[start of Text excerpt]

Based on a book called “Moneyball,” this movie of the same name is about a pioneer in the practical application of a method of evaluating baseball players called sabermetrics. Sabermetrics is a word based on an acronym coined by Bill James, an early pioneer in the use of statistics to measure objective on-field baseball performance. Although Bill James had been publishing baseball abstracts and other material for years, starting in the 1980s, it was Oakland Athletics general manager Billy Beane and his assistant, Peter Brand, who pioneered the use of Bill James' ideas in managing and operating a major league baseball team. This movie is the story of Billy Beane and Peter Brand and their struggle to implement sabermetrics in Oakland A's management against a lot of resistance during the 2001 season.

The film starts with Beane (played by Brad Pitt of “Mr. and Mrs. Smith”) watching his Oakland team getting beat by the better-financed New York Yankees in the 2000 American League playoffs. To add insult to injury, three of Oakland's top players were taken away in the off season by teams with deeper pockets, including the Yankees and Red Sox. Beane is told there is no more money in the organization to sign top players of the same abilities as the ones being lost. His problem is, he has to find low-cost players to replace the high-priced stars he lost. He becomes convinced his scouts can't find those players because they look for talent the same way every other team does. A possible solution presents itself when he meets Peter Brand (played by Jonah Hill of “Get Him to the Greek”), who is working for the Cleveland Indians. Brand tells him there are talented players being overlooked by the scouts and high-priced players who aren't worth what they are being paid. Beane hires Brand and buys into sabermetrics as a way to find undervalued players who can win games for Oakland while staying within the team's tight budget.

Beane runs into a lot of resistance from the team's talent scouts and from the team's manager, Art Howe (Phillip Seymore Hoffman of “Doubt”) who won't play some of the players that Beane hires. Eventually, Beane is able to get the players he wants and is able to force Howe to play them. It takes a while, but the team starts to win. Even when the team does win, some people in the baseball community won't accept sabermetrics. The film also shows that Beane and Brand did more than just use computer programs to get cheap players. They also worked individually with the team's players to make them better. Sabermetrics isn't just about evaluating players, it is also a philosophy about how the game should be played in order to maximize the chances of winning. That was something that Beane and Brand preached to members of the team.

[end of Text excerpt]
[start of Dataset extract]

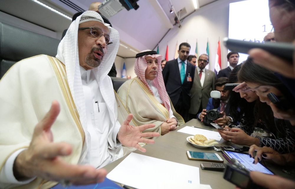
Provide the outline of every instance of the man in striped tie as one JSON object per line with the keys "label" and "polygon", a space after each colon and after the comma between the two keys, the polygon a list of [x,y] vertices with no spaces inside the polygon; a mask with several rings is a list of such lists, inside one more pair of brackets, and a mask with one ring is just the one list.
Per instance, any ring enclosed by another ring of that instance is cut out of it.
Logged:
{"label": "man in striped tie", "polygon": [[195,76],[195,67],[188,64],[187,59],[191,46],[187,43],[179,45],[179,56],[176,59],[166,62],[162,74],[166,91],[176,112],[189,121],[191,106],[191,89]]}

[end of Dataset extract]

● **Problem set**:
1. List every major league baseball team named in the Moneyball movie review.
2. Carry on writing the Moneyball movie review from its last sentence.
None of the lines matter for this work.

● **Per-task answers**:
1. Oakland Athletics (Oakland A's), New York Yankees, Red Sox, Cleveland Indians

2.
The film is also about Beane's background as a former major league player. Scouts saw him as a rare five-tool player and a can't-miss major league prospect. His career, however, never came close to matching the scouts' glowing projections. He always regretted his decision to forego college ball to pursue a pro career that ended up going nowhere. This fact led him to doubt that baseball scouts really knew what they were doing. His personal experience probably made it easier for him to turn to a completely different scouting method. The film also spends a good deal of time on Beane's relationship with his daughter (played by Kerris Dorsey, although some recent articles incorrectly list the 42-year old actress Kathryn Morris playing the part of this pre-teen child) and ex-wife (Robin Wright of “Unbreakable”). One of the more memorable players in the film is Scott Hatteberg (played by Chris Pratt of “Wanted”). The acting is very strong throughout this fine cast, but Brad Pitt really carries this film. His performance is Oscar-worthy.

While sabermetrics sounds like a cold, impersonal way to manage baseball players, the film is just the opposite. Beane treats his players with respect. Its a business, but it is also a people business. Early in his life, Beane learned that making decisions based on money alone is not a good idea. He shows that he learned that lesson when he makes a big decision at the end of the film. We are all faced with these kinds of decisions in our lives. It sometimes takes a lot of courage to make the right decisions. This is a film about that kind of courage. It is not easy to write a film about quiet courage and unassuming heroes like these, but this film rises to that challenge and hits one right out of the park. This film rates an A.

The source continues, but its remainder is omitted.